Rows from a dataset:
···

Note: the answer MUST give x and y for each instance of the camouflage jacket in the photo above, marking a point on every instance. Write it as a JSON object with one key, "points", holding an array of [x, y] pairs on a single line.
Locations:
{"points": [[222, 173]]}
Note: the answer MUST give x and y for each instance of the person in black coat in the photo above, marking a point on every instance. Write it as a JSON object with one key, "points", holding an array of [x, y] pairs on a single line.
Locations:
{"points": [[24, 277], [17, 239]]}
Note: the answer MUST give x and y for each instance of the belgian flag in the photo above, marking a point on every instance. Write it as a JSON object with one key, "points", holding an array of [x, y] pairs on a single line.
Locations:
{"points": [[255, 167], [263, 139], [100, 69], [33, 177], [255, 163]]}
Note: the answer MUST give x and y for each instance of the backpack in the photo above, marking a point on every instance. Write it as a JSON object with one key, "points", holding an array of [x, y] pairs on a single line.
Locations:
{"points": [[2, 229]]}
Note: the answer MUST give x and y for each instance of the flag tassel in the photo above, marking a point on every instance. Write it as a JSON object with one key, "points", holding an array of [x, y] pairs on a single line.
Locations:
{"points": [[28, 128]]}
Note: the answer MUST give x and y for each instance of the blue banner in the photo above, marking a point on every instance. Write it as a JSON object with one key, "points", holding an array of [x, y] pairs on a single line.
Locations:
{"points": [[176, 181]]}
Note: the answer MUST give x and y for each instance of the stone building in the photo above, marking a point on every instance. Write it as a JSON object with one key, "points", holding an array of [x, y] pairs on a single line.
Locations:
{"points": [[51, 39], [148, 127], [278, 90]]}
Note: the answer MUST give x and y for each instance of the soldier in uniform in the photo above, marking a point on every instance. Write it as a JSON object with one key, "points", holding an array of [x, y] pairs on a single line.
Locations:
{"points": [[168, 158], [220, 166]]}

···

◆ **Given task**: Please reproduce all of the entries above line for line, without changing anything.

◆ **Task response**:
Note: the answer MUST give x and y for each instance of the camouflage jacket in the photo above, marking a point on every instance. Write it as a JSON object with one key, "points", holding an array of [x, y] pairs on a single line.
Locations:
{"points": [[222, 173]]}
Note: the answer MUST give x and y for each instance of the person in black coat in the photo above, marking a point on every instance. Write it as a JSON object with one key, "points", holding an array of [x, y] pairs on a single line.
Locations:
{"points": [[24, 277], [17, 239]]}
Note: the answer MUST give x and y for each instance of the belgian flag in the photo above, marking a point on every instance. Write it as a JSON object with one key, "points", holding an array of [x, y] pairs on a single line.
Locations:
{"points": [[255, 167], [263, 139], [100, 69], [33, 177], [255, 163]]}
Note: the answer MUST give x and y for each instance of the backpack in the photo above, marking a point on every instance. Write it as a JSON object with one key, "points", holding an array of [x, y] pairs on a single line.
Locations:
{"points": [[2, 229]]}
Note: the answer MUST give x and y for each instance of the flag tassel in the photo above, marking a point on every instance. Write it as a JSON object with one key, "points", holding an array of [x, y] pairs on a single line.
Locations:
{"points": [[28, 128]]}
Note: the answer MUST give x and y for each instance of the blue banner in the photo above, marking a point on every instance. Write it as a JSON object with one key, "points", holding an array of [x, y] pairs on a single line.
Locations:
{"points": [[176, 181]]}
Note: the answer MUST give x and y for each instance of the stone building in the photo above, marking a point on every instance. Write it as a JSON object with one key, "points", holding an array of [x, y] pairs on a single line.
Locations:
{"points": [[51, 39], [148, 127], [278, 90]]}
Note: the answer MUST give x and y for each instance of the soldier in uniform in the photo above, marking a point on every instance. Write it as a JSON object with one key, "points", holding an array of [x, y] pairs on a single line.
Locations:
{"points": [[168, 158], [220, 166]]}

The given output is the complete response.